What needs to be done: State how many lines of the entries below contain the word "sash", giving only the number. Case counts.

----

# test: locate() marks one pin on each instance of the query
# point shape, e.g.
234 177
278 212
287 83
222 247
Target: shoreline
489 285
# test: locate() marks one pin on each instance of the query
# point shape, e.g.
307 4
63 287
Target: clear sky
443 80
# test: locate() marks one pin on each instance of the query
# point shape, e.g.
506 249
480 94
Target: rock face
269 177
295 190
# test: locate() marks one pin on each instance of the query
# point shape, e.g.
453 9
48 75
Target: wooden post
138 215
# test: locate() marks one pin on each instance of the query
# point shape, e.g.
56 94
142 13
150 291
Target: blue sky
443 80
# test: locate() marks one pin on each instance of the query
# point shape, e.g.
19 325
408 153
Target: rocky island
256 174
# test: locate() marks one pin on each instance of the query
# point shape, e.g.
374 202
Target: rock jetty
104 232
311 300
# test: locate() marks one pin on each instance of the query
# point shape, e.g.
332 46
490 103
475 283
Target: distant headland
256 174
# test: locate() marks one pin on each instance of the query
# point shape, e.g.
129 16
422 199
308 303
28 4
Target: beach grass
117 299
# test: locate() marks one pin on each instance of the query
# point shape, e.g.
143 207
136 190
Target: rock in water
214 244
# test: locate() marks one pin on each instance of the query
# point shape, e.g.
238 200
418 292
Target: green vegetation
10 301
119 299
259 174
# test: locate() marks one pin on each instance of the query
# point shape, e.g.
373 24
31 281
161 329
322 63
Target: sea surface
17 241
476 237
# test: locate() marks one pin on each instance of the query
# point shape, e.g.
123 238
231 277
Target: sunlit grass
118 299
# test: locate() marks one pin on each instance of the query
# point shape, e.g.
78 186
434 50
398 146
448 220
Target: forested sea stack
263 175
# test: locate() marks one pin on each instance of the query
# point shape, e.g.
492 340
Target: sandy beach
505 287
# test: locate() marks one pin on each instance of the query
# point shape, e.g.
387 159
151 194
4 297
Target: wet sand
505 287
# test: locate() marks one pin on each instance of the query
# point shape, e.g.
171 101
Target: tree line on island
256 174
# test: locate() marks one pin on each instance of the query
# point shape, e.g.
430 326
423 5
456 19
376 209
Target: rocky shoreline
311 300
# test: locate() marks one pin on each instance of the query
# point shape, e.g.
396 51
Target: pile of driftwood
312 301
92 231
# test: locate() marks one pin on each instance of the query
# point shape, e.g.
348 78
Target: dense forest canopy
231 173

----

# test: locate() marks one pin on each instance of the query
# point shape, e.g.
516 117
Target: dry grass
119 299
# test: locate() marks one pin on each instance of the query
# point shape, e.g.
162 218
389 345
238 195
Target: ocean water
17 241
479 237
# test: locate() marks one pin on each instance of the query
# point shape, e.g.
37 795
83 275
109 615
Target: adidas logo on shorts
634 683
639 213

----

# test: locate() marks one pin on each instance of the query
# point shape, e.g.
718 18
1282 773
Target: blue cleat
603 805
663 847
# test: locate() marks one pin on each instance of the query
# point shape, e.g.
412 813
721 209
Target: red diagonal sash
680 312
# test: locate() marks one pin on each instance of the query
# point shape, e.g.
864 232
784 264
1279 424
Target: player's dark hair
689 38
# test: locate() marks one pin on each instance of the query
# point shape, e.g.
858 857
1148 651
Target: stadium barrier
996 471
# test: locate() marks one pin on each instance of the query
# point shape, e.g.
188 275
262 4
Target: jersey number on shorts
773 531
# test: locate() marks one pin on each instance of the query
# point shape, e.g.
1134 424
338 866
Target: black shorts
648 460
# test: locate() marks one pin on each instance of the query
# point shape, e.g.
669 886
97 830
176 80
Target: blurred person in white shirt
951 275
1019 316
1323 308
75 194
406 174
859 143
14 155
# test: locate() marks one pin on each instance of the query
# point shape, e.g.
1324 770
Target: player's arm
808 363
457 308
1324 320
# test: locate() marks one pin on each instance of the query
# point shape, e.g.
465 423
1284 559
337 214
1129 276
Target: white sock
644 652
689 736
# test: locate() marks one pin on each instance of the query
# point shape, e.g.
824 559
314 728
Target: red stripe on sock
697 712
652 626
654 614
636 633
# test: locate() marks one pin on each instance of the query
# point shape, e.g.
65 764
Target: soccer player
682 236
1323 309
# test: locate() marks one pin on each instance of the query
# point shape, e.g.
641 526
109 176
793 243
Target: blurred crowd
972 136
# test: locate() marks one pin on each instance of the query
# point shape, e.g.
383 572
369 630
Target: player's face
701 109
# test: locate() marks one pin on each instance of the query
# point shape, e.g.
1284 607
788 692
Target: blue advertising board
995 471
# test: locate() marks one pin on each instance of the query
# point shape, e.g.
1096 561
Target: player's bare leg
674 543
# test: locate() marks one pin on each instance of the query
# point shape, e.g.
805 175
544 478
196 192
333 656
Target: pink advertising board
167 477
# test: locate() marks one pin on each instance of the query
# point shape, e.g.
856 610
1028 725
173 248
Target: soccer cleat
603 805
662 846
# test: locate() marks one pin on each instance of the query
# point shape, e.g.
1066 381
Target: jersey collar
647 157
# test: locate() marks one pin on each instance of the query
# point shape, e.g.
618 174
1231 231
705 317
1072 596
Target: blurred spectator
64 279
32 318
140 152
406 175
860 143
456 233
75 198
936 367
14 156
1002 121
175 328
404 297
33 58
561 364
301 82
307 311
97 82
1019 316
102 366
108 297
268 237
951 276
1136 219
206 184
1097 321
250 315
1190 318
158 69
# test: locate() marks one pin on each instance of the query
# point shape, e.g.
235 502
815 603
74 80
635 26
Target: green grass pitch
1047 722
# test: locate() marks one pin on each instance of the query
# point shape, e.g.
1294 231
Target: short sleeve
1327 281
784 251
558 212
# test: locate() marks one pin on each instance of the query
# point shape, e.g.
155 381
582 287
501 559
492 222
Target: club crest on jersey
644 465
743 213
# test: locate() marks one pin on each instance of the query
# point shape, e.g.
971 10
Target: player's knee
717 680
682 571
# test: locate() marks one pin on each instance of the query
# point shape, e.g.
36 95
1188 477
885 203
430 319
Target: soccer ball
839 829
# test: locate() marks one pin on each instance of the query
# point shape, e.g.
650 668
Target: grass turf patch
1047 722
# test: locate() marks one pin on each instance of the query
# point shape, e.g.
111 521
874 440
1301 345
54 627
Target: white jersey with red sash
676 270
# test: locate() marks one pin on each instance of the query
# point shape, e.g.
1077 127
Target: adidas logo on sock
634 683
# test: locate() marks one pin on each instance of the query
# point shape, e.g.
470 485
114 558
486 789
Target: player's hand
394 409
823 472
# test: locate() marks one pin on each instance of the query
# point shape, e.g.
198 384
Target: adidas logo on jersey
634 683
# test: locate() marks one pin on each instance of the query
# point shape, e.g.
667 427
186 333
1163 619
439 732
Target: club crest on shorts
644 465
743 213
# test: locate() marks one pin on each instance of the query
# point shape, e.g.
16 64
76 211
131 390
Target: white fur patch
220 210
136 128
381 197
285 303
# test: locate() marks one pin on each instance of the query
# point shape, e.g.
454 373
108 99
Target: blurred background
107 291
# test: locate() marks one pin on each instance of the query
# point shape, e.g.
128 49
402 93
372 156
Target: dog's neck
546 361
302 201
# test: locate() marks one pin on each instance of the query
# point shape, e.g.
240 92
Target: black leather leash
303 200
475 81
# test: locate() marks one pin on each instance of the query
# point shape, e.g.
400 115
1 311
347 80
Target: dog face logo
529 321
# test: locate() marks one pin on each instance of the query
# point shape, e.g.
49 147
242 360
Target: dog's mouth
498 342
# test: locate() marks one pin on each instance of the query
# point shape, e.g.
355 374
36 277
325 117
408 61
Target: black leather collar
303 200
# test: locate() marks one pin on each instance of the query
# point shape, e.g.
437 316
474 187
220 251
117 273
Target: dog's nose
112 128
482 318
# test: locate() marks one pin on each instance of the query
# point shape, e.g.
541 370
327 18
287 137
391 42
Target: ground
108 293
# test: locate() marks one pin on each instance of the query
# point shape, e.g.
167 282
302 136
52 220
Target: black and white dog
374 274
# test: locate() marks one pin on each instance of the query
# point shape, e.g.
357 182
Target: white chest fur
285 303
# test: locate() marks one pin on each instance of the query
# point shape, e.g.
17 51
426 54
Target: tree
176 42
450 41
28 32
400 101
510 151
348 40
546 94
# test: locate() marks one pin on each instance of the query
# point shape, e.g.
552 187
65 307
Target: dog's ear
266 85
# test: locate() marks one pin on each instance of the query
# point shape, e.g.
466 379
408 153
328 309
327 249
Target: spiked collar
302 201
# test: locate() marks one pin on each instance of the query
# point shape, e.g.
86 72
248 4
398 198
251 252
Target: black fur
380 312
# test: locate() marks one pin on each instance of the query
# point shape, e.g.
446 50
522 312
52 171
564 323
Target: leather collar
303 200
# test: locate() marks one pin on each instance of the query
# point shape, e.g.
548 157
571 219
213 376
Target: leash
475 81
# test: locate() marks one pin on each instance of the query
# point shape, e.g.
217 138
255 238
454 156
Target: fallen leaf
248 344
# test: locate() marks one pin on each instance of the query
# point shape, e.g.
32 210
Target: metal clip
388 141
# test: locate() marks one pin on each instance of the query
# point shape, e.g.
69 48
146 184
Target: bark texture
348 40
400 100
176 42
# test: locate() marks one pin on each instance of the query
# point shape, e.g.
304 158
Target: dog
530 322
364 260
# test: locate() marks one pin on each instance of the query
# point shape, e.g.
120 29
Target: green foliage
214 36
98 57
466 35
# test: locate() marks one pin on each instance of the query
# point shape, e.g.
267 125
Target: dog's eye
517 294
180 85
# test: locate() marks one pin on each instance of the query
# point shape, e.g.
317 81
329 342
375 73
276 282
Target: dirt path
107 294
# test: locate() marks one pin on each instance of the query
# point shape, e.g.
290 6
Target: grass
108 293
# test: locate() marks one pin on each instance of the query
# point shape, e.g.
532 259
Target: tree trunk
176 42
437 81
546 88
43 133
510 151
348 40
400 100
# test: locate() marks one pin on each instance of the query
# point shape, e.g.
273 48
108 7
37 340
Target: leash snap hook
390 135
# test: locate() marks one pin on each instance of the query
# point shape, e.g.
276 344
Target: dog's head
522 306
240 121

----

In response: 2